_Goal_
Copy every line of the listing below character for character, leaving out the pictures.

— Begin Input for this task —

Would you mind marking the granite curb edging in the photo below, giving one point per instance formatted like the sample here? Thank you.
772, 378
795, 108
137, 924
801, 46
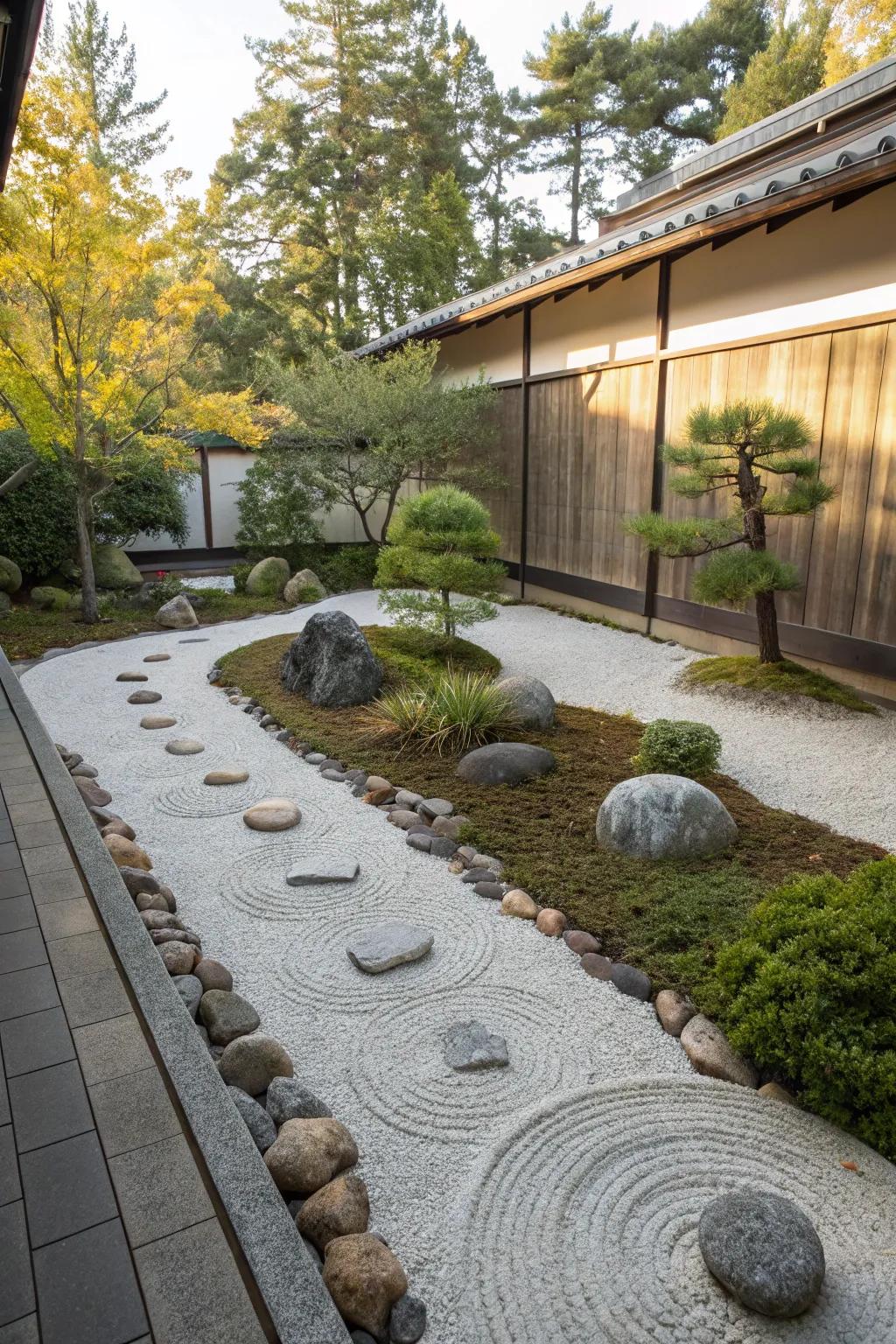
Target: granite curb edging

— End Input for this task —

_Task result_
Would you mind marking the granite curb edging in the photo below, giving one point per instance formatted like the sample here? Thank you.
772, 378
795, 108
137, 924
801, 46
Target: granite curb edging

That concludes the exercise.